Oral Presentation Australian Society for Microbiology Annual Scientific Meeting 2018

Rational design for therapeutic use of bacteriophages against pathogenic bacterial clones. (#98)

Carola Venturini , Nouri Ben Zakour , Sandra Morales , Steven Branston , Zsuzsanna Kovach , Bethany Bowring , Nicholas Thomson , Jon Iredell

In this era of global rapid spread of multiple antibiotic resistance in clinically relevant bacterial species, alternative or adjuvant therapies to antibiotics are urgently needed to both combat refractory infections and limit dissemination of problematic opportunistic pathogens [1]. Bacteriophage therapy may provide a valid clinical alternative, as obligately lytic bacteriophages can be readily isolated and have the potential to be effective against multidrug resistant bacteria [2]. However, routine implementation of bacteriophage treatment in the clinic is hindered by poor understanding of therapeutic applicability, penetration, and resistance issues [3]. We are currently investigating a rational design approach to the development of bacteriophage therapeutic cocktails to be used against pathogenic bacterial clones. The targets chosen for this work are ST131 E. coli, with blaCTX-M-15, and cc258 K. pneumoniae, carrying blaKPC, both globally disseminated highly virulent clones dominating the epidemiology of life-threatening multidrug resistant nosocomial infections [4]. These species are also common gut colonizers able to persist asymptomatically for up to 12 months, thus increasing the risk of transmission to vulnerable individuals [5]. We have fully characterized sets of target bacteria (60 ST131 E. coli; 20 cc258 K. pneumoniae), and tested the infectivity of >30 bacteriophages (AmpliPhi Biosciences Corporation) from our extensive libraries. Phages specific to each target population (n=8 for E. coli; n=12 for K. pneumoniae) were selected for detailed characterization. Using a combined genomic and molecular microbiology approach, we found that the genetic diversity of each bacterial population was associated with specific phage susceptibility profiles reflecting the structural specificity of the bacterial outer cell envelope. This represents the first step in our workflow towards the establishment of a robust scientific protocol for the selection of phages for the development of optimal therapeutic cocktails.

────────────────────

PROBLEMS AND TASKS:
• 1. In the bacteriophage therapy abstract, switch "bacteriophages" to "phages" and rewrite the section between "Oral Presentation Australian" and "bacterial clones. (#98)", inclusive.
• 2. According to the bacteriophage therapy abstract, how long can the target species persist asymptomatically as gut colonizers?

DATA LISTING:
────────────────────

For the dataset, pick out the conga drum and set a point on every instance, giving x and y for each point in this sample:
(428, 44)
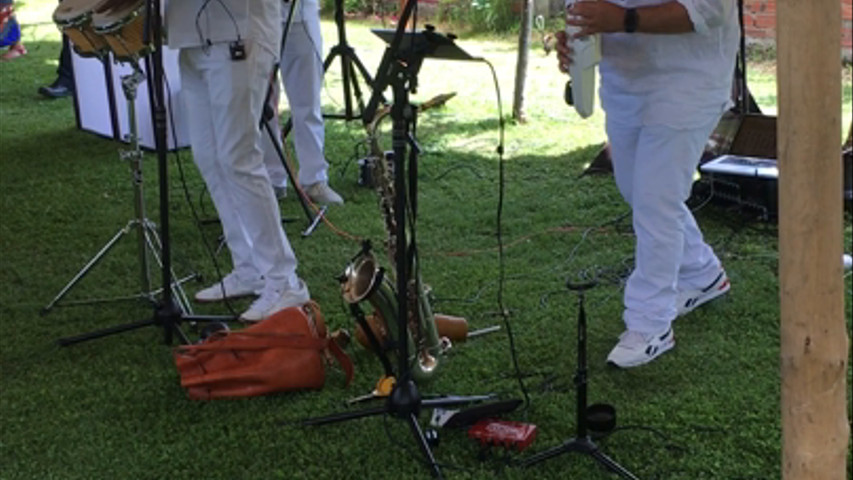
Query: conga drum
(122, 25)
(74, 17)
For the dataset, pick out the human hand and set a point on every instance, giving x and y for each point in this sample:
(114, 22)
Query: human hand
(564, 51)
(591, 16)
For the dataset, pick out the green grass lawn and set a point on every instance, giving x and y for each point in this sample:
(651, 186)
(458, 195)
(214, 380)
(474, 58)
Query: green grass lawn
(114, 408)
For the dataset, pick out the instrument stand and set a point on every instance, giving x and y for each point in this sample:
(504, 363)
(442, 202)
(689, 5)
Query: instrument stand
(582, 442)
(351, 66)
(405, 401)
(168, 312)
(149, 245)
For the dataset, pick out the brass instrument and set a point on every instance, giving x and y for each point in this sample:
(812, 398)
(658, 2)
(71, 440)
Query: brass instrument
(363, 280)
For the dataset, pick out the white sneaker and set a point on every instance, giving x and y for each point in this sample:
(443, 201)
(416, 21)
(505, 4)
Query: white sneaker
(229, 287)
(688, 300)
(273, 300)
(635, 349)
(321, 192)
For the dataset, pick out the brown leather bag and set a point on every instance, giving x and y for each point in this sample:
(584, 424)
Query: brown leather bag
(284, 352)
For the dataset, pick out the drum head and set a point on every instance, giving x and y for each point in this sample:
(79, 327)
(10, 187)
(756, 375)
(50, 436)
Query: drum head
(114, 14)
(75, 12)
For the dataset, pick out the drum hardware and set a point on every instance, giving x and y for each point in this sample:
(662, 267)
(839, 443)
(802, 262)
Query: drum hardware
(74, 19)
(122, 25)
(148, 242)
(172, 307)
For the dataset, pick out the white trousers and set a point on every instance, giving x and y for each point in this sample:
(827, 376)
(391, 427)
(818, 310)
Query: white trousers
(224, 100)
(654, 167)
(302, 76)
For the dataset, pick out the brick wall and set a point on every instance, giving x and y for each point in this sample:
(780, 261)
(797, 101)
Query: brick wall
(759, 20)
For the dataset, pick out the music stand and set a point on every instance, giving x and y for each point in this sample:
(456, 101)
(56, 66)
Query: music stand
(582, 441)
(401, 61)
(167, 314)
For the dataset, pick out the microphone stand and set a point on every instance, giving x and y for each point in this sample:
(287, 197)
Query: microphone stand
(167, 313)
(399, 70)
(582, 442)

────────────────────

ANSWERS TO EACH TASK:
• 1.
Oral Presentation Australian Society for Microbiology Annual Scientific Meeting 2018

Rational design for therapeutic use of phages against pathogenic bacterial clones. (#98)

• 2. Up to 12 months.